What you are asked to do = Convert all the material below into a Markdown table with the columns Row and Line, giving each non-blank line its own numbered row.

-- BEGIN Extracted data --

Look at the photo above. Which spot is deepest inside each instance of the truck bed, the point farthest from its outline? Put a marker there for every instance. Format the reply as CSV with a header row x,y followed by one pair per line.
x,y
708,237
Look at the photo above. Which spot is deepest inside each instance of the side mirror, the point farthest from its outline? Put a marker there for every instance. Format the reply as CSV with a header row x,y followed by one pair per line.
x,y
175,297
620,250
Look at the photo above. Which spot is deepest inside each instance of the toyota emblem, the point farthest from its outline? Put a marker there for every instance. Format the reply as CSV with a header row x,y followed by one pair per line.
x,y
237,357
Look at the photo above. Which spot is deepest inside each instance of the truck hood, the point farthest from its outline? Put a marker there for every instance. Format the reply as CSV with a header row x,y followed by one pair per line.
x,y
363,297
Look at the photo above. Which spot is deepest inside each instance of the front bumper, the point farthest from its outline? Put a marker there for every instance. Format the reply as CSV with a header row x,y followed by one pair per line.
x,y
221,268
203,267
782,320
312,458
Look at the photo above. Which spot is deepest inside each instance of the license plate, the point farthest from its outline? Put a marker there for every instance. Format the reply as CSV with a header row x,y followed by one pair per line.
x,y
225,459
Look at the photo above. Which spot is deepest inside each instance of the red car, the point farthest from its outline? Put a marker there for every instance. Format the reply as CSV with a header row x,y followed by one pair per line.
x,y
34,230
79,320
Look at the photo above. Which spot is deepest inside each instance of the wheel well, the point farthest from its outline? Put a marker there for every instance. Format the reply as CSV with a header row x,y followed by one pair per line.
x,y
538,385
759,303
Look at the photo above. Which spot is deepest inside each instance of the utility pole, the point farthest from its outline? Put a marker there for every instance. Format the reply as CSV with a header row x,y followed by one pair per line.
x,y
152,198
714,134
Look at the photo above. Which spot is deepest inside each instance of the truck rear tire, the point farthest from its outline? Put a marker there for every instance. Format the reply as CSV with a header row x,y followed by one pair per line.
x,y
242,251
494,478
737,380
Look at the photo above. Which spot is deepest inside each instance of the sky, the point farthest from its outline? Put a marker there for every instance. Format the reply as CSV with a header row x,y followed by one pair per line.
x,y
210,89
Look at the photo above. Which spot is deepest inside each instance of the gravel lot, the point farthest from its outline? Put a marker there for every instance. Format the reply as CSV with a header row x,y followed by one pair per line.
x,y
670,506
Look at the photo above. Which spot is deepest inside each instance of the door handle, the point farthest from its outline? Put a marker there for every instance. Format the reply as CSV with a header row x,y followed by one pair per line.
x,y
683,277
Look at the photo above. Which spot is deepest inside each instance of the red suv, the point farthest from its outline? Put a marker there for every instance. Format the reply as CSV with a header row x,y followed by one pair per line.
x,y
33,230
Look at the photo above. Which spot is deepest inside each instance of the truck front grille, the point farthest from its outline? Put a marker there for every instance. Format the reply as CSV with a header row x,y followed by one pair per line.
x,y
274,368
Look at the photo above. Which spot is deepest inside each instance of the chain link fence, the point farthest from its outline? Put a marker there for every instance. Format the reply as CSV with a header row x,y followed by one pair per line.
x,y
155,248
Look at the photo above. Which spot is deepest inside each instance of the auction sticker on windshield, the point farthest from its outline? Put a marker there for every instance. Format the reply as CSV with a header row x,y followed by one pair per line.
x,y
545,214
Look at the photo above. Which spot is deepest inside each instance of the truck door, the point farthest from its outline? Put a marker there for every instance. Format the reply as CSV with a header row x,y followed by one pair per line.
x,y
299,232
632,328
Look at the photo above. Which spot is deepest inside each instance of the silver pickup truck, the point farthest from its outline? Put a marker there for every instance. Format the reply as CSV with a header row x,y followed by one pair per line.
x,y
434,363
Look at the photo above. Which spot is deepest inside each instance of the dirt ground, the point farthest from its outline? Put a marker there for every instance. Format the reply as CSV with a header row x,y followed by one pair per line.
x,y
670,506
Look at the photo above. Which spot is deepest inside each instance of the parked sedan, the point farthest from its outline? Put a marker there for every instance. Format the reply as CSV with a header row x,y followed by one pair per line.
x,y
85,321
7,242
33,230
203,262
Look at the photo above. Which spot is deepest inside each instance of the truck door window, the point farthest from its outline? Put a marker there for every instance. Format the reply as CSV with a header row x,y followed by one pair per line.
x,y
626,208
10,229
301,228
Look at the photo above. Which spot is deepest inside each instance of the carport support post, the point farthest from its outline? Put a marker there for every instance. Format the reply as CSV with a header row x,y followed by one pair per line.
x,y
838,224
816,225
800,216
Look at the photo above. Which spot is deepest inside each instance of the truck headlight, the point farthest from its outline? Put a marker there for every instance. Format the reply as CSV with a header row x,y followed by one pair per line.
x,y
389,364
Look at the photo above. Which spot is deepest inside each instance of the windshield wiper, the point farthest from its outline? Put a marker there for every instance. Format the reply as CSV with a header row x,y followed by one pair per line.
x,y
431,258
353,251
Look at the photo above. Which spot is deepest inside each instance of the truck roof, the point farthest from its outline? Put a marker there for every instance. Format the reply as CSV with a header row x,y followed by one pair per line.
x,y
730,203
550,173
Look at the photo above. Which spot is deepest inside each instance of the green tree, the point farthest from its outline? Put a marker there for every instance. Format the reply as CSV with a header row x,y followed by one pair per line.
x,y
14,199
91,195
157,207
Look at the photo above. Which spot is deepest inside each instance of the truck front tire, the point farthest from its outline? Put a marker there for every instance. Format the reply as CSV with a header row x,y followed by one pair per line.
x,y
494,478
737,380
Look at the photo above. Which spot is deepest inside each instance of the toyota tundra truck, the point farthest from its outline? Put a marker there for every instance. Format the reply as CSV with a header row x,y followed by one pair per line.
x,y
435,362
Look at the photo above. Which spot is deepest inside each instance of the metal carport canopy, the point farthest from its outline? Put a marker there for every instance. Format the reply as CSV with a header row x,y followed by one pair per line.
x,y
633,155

-- END Extracted data --

Solution for this exercise =
| Row | Line |
|---|---|
| 1 | Look at the photo above. Which spot is deepest inside each instance of the truck bed, the point farthest from its outline? Put a marker there for every instance. Format the reply as CSV with a header row x,y followed by one pair per line. |
| 2 | x,y |
| 3 | 708,237 |
| 4 | Look at the photo above. Which spot is deepest inside each instance of the side mirror, the point farthest from its outline? Put a marker there for every instance. Format the reply as CSV with a header row x,y followed by one pair per line. |
| 5 | x,y |
| 6 | 175,297 |
| 7 | 620,250 |
| 8 | Look at the photo above. Which spot is deepest inside each instance of the toyota emblem, the point farthest from its outline? Put a marker there for every instance. Format the reply as CSV with a header row x,y followed by one pair per line. |
| 9 | x,y |
| 10 | 237,357 |
| 11 | Look at the photo above. Which spot is deepest inside each instance of the truck hood, the point farthest from its outline? Put a marker there for every instance. Format the reply as CSV with a header row x,y followed by one pair per line. |
| 12 | x,y |
| 13 | 363,297 |
| 14 | Look at the photo above. Which spot is deepest inside each instance of the front bumper, the point farthest from its outline? Put a marker there for every instance. Format the reply as CSV with a header row x,y followed by one pair per line. |
| 15 | x,y |
| 16 | 221,268 |
| 17 | 203,267 |
| 18 | 782,320 |
| 19 | 312,458 |
| 20 | Look at the photo above. Which spot is deepest inside each instance of the license plate, the point farthest from its outline? Put a marker there for every instance. Format the reply as CSV with a header row x,y followed by one pair per line. |
| 21 | x,y |
| 22 | 225,459 |
| 23 | Look at the photo above. Which spot is deepest inside each instance of the red car, the point farthest from its outline? Put a marker there for every instance. Format the reply as CSV with a header row x,y followed by one pair per line. |
| 24 | x,y |
| 25 | 34,230 |
| 26 | 79,320 |
| 27 | Look at the photo above. Which spot is deepest inside each instance of the wheel well, the point farthest from its outline? Put a marker there for every instance. Format the reply as CSV with a header row x,y followed by one pair per line. |
| 28 | x,y |
| 29 | 538,385 |
| 30 | 759,303 |
| 31 | Look at the photo above. Which spot is deepest inside each instance of the utility pole, the point farthest from its outline? Put a marker there for every instance. Format the reply as CSV with a header row x,y followed by one pair per line. |
| 32 | x,y |
| 33 | 152,198 |
| 34 | 714,134 |
| 35 | Look at the photo above. Which spot is deepest inside each instance of the truck rear tire, the point farthest from its outline? Put a marker there for every instance. Format the reply as CSV with a header row x,y followed by one pair per line. |
| 36 | x,y |
| 37 | 242,251 |
| 38 | 494,478 |
| 39 | 737,380 |
| 40 | Look at the photo above. Which spot is deepest inside each instance of the sky, the point farthest from its outline? Put a marker there for every instance. Format the reply as CSV with a header row x,y followed by one pair per line. |
| 41 | x,y |
| 42 | 210,89 |
| 43 | Look at the photo above. Which spot is deepest inside each instance of the gravel lot, the point farthest from its outline? Put a marker there for every instance. Format the reply as CSV with a header row x,y followed by one pair per line. |
| 44 | x,y |
| 45 | 670,506 |
| 46 | Look at the photo above. Which spot is deepest inside each instance of the door handle, the point farthest from its outline? Put a marker there for every instance. Format the reply as CSV with a header row x,y followed by one pair per line. |
| 47 | x,y |
| 48 | 683,277 |
| 49 | Look at the photo above. Which spot is deepest inside each instance of the red suv, the point farthest from its outline? Put a marker there for every instance. Format the reply as CSV with a header row x,y followed by one pair per line. |
| 50 | x,y |
| 51 | 33,230 |
| 52 | Look at the photo above. Which spot is deepest inside each instance of the truck front grille, the point farthest from its outline? Put a marker there for every instance. Format the reply as CSV with a header row x,y followed by one pair per line. |
| 53 | x,y |
| 54 | 274,368 |
| 55 | Look at the photo above. Which spot is deepest inside each instance of the chain link fence, the point farthest from its outline? Put a marker there for every instance. Format the reply as CSV with a header row x,y followed by one pair per line. |
| 56 | x,y |
| 57 | 155,248 |
| 58 | Look at the photo above. Which spot is deepest inside each instance of the auction sticker on windshield, the point farthest from its outline? Put a marker there for every instance. Format the reply as CSV with a header row x,y followed by one pair per line. |
| 59 | x,y |
| 60 | 545,214 |
| 61 | Look at the photo above. Which spot is deepest inside each instance of the truck door, the point farthest from its outline? Put a marker there for every instance. Format the reply as CSV with a header row x,y followed by one pair per line. |
| 62 | x,y |
| 63 | 299,232 |
| 64 | 632,328 |
| 65 | Look at the photo above. Which spot is deepest inside each instance of the silver pickup truck, the point farthest from its outline? Put a marker there for every instance. Format the reply as CSV with a header row x,y followed by one pair per line. |
| 66 | x,y |
| 67 | 434,363 |
| 68 | Look at the photo above. Which spot is deepest inside each instance of the dirt ground, the point farthest from its outline? Put a marker there for every instance. Format the reply as CSV with a header row x,y followed by one pair per line. |
| 69 | x,y |
| 70 | 670,506 |
| 71 | Look at the photo above. Which spot is deepest inside each instance of the parked sedan, the point farthest from its outline? Put a marker there for every instance. Format the reply as CSV with a header row x,y followed by one pair per line. |
| 72 | x,y |
| 73 | 85,321 |
| 74 | 7,242 |
| 75 | 33,230 |
| 76 | 203,262 |
| 77 | Look at the photo above. Which spot is deepest inside each instance of the truck door window, the point farthest from its outline? Put a marker there for every instance. Format the reply as CSV with a header row x,y followed by one pair per line. |
| 78 | x,y |
| 79 | 626,208 |
| 80 | 10,229 |
| 81 | 301,228 |
| 82 | Look at the photo above. Which spot is deepest inside each instance of the carport support post, the point farthest from its outline? Put a marker there for every instance. Format the reply as CSV with a header row x,y followed by one pair per line. |
| 83 | x,y |
| 84 | 838,224 |
| 85 | 816,225 |
| 86 | 800,216 |
| 87 | Look at the photo above. Which spot is deepest inside each instance of the truck headlight, the point farthest from its outline? Put a marker there for every instance. Format the reply as CSV with a header row x,y followed by one pair per line. |
| 88 | x,y |
| 89 | 389,364 |
| 90 | Look at the photo above. Which spot is deepest inside each instance of the windshield wiper, the point farthest from its outline? Put a marker there for every instance. Format the reply as CSV with a header row x,y followed by one pair per line. |
| 91 | x,y |
| 92 | 431,258 |
| 93 | 353,251 |
| 94 | Look at the photo above. Which spot is deepest inside each instance of the truck roof, the point farthest from its outline? Put a marker there for every instance. Format the reply as CSV with a header row x,y followed by one pair per line. |
| 95 | x,y |
| 96 | 730,203 |
| 97 | 550,173 |
| 98 | Look at the photo above. Which spot is deepest inside each instance of the green tree, the point farthest from its outline? Put a marker there for every instance. Format the reply as CSV with a header row x,y followed by one pair per line. |
| 99 | x,y |
| 100 | 14,199 |
| 101 | 91,195 |
| 102 | 157,207 |
| 103 | Look at the photo above. Which spot is deepest inside each instance of the truck front tire, the point farthest from its outline? Put a marker there for every instance. Format the reply as CSV with a header row x,y followed by one pair per line. |
| 104 | x,y |
| 105 | 494,478 |
| 106 | 737,380 |
| 107 | Look at the photo above. Which spot is deepest inside each instance of the toyota tundra truck, the point farthest from its outline? Put a marker there for every instance. Format the reply as CSV with a header row x,y followed by one pair per line. |
| 108 | x,y |
| 109 | 435,362 |
| 110 | Look at the photo above. Which spot is deepest inside each instance of the metal carport canopy, the point farthest from its outline? Put a marker there for every instance. Format the reply as CSV with a header row x,y followed by one pair per line. |
| 111 | x,y |
| 112 | 633,155 |